Palavras-chave: sinusite, complicação intracraniar abscesso cerebral, empiema subdural

Keywords: sinusitis, intracranial complications, cerebral abscess, subdural empyema

Resumo: Introdução: Apesar dos grandes avanços no diagnóstico e tratamento das sinusopatias, suas complicações intracranianas ainda estão presentes nos dias de hoje. Objetivo: O objetivo do nosso trabalho é mostrar a importância de manter sempre viva a suspeita clínica da possibilidade destas complicações. Pois, o diagnóstico precoce e o tratamento adequado, não só das complicações intracranianas mas também do foco primário sinusal, são necessários para minimizar as seqüelas e o tempo de internação hospitalar. Material e método: Em levantamento realizado entre 1991 e 1999 em nosso Serviço, detectamos 11 casos de complicações intracranianas relacionadas às sinusites agudas e crônicas, discriminando neste trabalho retrospectivo o diagnóstico otorrinolaringológico e neurocirúrgico, resultado de culturas, tratamento instituído e seqüelas. Foi realizada uma revisão de literatura, e comparação dos nossos casos aos já publicados.

Abstract: Introduction: Although there is a great development in diagnosis and treatment of sinusitis, the intracranial complications are still present. Objective: The objective of this study is to demonstrate the importance to always keep in mind the possibility of those complications. The early diagnosis and the best treatment not only of the intracranial complication, but also the sinunasal primary focus are necessary to minimize the sequelae and to reduce the permanence inside the hospital. Material and method: In research realized between 1991 and 1999 in our Service we detected 11 cases of intracranial complications related to acute or chronic sinusitis. In this retrospective study we discriminate the otorinolaryngology and neurosurgery diagnosis, results of cultures, treatment and sequelae. Literature revision was compared with our cases.

INTRODUÇÃO

A sinusite infecciosa, de caráter agudo ou crônico, é muito freqüente e em geral tem comportamento benigno.

Porém, é uma entidade que apresenta possíveis complicações quando a doença local se estende para estruturas adjacentes. A complicação sinusal mais freqüente se dá para a órbita (celulite e abscesso intraorbital); e, em segundo lugar, para a região intracraniana1, 7.
+-------+
**TAREFA:** Por favor, estenda o texto sobre as complicações intracranianas da sinusite, começando logo após a última frase apresentada.
+-------+
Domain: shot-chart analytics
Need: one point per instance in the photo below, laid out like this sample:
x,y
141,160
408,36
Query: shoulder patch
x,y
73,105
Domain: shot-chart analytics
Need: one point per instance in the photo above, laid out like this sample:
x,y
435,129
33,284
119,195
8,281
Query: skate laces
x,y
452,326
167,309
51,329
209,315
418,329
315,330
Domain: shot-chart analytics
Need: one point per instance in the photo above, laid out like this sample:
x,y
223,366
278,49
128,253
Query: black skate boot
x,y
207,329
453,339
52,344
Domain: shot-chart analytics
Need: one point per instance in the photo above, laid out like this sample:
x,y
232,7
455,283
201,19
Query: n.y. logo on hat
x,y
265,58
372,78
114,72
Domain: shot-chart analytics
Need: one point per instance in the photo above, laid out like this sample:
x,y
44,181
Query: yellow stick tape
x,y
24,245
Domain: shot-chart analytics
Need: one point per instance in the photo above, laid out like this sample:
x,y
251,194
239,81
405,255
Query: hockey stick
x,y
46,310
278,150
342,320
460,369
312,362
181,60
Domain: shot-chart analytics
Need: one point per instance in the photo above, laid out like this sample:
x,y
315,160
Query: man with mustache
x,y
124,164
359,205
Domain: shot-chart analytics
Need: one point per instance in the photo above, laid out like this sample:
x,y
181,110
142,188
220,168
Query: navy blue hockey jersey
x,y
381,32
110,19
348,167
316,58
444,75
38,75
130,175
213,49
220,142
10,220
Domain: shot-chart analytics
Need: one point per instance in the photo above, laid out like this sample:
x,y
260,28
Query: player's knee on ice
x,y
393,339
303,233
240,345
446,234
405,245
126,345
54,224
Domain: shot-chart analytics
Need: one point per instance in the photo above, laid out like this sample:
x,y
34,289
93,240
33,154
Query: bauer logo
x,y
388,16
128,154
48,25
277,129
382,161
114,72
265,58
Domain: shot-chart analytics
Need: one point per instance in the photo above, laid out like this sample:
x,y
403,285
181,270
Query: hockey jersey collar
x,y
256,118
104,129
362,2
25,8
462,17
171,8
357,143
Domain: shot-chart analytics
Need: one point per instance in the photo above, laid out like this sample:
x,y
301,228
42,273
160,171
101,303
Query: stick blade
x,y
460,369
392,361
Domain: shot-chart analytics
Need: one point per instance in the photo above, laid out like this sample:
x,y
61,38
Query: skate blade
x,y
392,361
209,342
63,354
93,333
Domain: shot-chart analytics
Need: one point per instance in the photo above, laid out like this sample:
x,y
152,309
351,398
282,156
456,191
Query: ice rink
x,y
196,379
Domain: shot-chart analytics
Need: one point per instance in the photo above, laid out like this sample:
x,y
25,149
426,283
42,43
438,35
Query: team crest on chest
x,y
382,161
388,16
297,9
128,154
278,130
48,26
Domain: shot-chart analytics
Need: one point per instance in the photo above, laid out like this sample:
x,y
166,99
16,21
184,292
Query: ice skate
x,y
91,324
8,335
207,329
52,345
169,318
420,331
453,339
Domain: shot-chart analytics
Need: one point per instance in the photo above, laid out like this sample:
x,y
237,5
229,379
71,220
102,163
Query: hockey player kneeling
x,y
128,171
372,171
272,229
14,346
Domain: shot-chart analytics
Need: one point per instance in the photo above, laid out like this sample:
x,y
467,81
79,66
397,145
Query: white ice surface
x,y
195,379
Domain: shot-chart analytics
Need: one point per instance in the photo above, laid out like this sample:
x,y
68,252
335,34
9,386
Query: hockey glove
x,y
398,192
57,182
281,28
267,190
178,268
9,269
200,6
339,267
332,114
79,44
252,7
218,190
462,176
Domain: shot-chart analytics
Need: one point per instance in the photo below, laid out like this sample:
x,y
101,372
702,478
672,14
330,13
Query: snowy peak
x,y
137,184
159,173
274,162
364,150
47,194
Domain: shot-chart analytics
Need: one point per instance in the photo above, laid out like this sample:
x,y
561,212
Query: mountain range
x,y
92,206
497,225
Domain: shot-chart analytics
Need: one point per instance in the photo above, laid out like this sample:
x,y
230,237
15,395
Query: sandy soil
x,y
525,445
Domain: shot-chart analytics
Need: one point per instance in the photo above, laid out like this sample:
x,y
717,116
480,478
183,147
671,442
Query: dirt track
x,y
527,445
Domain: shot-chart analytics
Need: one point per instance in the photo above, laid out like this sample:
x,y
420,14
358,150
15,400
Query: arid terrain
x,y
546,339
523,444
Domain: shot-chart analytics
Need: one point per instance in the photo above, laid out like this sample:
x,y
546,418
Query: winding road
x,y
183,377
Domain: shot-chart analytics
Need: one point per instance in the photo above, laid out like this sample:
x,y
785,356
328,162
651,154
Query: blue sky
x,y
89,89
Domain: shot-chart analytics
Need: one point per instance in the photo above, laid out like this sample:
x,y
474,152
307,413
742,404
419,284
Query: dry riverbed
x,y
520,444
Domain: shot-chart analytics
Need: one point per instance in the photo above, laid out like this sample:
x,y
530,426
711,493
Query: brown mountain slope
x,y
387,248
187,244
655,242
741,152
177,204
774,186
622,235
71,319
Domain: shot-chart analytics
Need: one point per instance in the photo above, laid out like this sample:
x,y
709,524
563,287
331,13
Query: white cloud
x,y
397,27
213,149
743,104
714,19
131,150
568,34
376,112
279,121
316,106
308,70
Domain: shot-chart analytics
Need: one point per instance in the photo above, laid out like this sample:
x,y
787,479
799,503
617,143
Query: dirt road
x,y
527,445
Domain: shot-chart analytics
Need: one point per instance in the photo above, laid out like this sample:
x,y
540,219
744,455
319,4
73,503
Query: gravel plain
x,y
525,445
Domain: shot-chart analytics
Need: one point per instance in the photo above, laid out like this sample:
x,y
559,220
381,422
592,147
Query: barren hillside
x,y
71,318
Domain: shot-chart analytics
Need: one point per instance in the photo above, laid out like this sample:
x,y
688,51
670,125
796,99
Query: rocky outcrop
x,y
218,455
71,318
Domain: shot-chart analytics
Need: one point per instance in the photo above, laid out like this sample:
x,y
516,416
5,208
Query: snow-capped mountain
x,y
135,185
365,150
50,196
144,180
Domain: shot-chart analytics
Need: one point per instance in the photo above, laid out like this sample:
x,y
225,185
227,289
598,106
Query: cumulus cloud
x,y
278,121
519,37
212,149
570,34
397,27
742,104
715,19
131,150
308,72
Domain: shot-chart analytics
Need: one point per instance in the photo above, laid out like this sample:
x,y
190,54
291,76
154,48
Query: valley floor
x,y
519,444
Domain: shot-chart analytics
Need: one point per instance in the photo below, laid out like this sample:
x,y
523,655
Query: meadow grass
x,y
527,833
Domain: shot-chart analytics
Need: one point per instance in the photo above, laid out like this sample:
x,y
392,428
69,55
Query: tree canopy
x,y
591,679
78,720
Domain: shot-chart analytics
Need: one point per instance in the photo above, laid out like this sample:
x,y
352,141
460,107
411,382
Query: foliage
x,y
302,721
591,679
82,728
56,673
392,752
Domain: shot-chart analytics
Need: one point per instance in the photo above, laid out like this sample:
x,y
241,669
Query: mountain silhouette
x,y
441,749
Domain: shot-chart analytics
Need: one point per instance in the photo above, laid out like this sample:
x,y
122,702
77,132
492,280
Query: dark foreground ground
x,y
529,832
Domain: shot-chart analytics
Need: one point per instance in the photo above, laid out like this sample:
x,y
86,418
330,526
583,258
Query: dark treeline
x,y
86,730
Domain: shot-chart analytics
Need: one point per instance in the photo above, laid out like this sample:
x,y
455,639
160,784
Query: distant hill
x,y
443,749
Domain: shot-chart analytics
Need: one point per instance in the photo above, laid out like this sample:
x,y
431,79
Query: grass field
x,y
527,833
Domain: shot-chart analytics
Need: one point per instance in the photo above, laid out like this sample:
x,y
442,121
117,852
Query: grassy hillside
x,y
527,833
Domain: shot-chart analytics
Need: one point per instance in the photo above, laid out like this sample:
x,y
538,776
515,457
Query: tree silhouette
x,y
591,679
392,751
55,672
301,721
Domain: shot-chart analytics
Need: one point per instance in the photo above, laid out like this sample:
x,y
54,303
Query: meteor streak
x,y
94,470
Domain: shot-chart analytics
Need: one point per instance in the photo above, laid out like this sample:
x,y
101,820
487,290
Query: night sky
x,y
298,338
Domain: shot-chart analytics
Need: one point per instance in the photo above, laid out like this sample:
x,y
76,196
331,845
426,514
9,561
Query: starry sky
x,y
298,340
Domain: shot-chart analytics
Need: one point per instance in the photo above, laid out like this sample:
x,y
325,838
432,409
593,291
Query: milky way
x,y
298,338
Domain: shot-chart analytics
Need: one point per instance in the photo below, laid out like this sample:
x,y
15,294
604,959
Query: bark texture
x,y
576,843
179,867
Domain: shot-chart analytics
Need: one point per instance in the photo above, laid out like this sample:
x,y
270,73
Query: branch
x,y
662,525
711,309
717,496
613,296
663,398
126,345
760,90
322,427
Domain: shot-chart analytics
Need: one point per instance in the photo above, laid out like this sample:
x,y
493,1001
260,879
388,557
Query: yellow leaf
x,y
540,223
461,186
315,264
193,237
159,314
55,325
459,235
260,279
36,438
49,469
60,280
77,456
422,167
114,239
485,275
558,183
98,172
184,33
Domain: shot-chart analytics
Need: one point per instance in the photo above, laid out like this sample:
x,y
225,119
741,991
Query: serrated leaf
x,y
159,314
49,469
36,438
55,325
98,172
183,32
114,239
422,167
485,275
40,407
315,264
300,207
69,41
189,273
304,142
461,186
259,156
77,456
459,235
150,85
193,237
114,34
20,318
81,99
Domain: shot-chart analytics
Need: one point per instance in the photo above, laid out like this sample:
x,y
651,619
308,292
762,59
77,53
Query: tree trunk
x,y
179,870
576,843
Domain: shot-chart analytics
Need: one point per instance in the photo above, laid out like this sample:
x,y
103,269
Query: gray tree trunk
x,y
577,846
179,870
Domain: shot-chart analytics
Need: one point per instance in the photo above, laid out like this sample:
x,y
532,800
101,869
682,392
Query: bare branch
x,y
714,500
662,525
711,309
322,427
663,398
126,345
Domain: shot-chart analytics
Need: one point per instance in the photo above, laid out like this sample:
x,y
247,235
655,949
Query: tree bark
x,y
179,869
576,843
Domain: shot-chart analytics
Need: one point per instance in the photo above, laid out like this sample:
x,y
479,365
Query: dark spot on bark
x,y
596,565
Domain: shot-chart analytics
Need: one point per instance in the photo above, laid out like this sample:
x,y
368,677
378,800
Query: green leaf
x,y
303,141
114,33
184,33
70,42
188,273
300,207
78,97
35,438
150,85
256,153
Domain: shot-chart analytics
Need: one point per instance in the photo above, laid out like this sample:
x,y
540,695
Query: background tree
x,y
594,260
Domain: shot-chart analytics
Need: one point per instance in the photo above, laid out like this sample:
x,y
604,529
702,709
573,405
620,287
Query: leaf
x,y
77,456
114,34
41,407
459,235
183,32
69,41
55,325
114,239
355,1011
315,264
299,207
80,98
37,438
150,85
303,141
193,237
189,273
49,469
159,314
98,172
+-------+
**RESULTADO DO EXERCÍCIO:**
O potencial de complicações intracranianas (CIC) devido à doença sinusal já foi descrito, em 1944, por Courville5. Bluestone e Steiner relataram uma incidência de 11% de CIC em 38 pacientes internados por sinusites frontais em 19655. Atualmente, apesar dos avanços no diagnóstico e tratamento, seja clínico ou cirúrgico, continuamos a observar um grande número de complicações, com uma incidência estimada de 3,7%, relatada por Clayman e colaboradores1. Certamente, o diagnóstico precoce e a intervenção mais rápida possível definirão o prognóstico para estes doentes, diminuindo tanto a morbidade quanto a mortalidade.

MATERIAL E MÉTODO

Realizamos um estudo retrospectivo de casos levantados e acompanhados em nosso Serviço, com complicações intracranianas relacionadas à sinusites agudas e crônicas, no período de janeiro de 1991 a dezembro de 1999. Analisamos os prontuários médicos, com o objetivo de obter os seguintes dados: idade, sexo, diagnóstico etiológico, resultados de culturas bacterianas, antibioticoterapia empregada, procedimentos otorrinolaringológicos e neurocirúrgicos empregados, período de internação hospitalar, seqüelas na data da alta e outras observações pertinentes. Foi realizado levantamento bibliográfico dos últimos 10 anos.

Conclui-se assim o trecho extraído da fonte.